Items from a data source

[START]

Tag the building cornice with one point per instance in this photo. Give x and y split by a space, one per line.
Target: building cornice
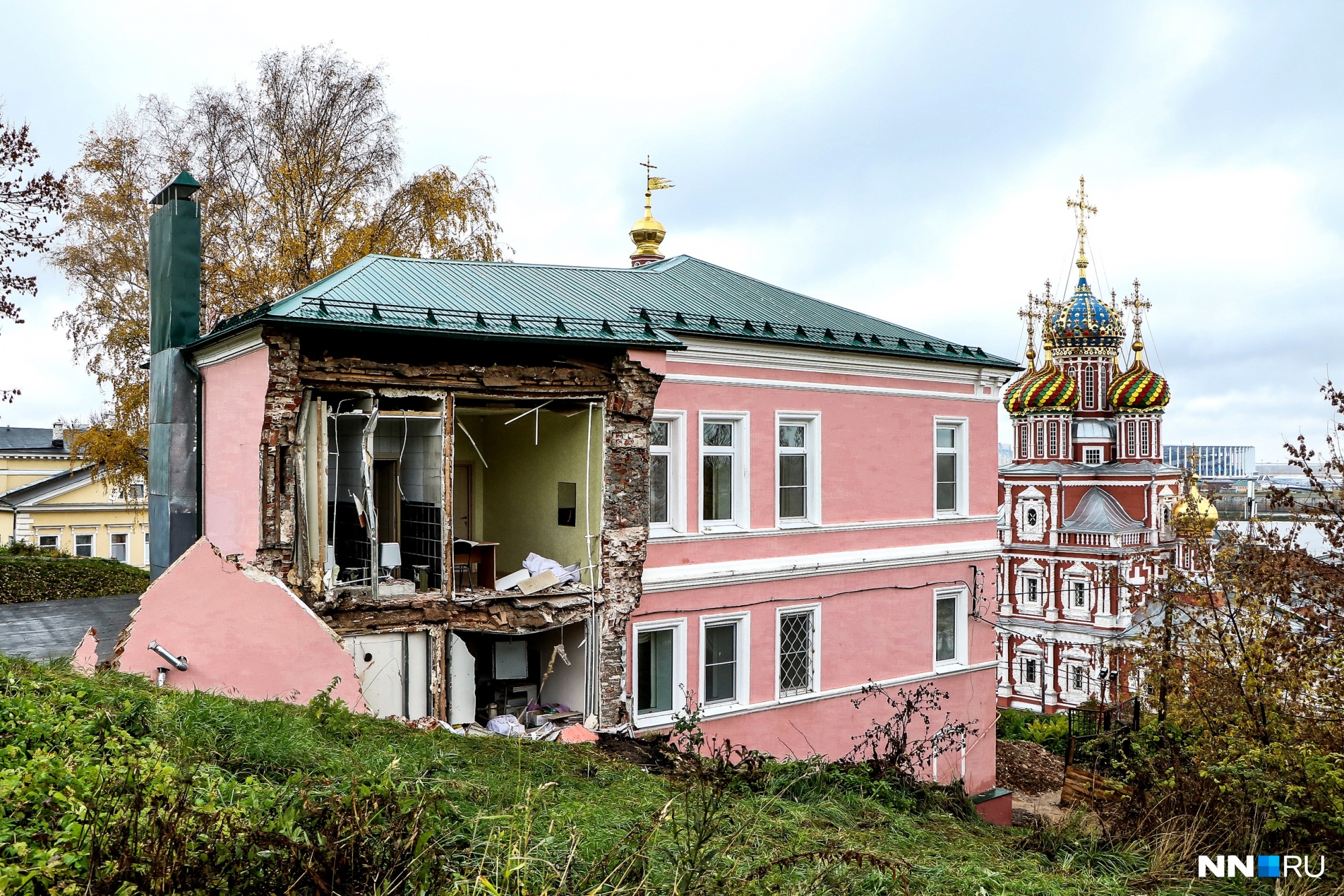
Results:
790 358
819 529
228 350
708 576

[END]

> _What is expected_
In this exercise, set down all of the data exactly, without the pictures.

> _Output_
Tag the building cornice with one point per instance in this photo. Give x and y split by a space, one per line.
Target: building cornice
Results:
790 358
819 529
228 350
708 576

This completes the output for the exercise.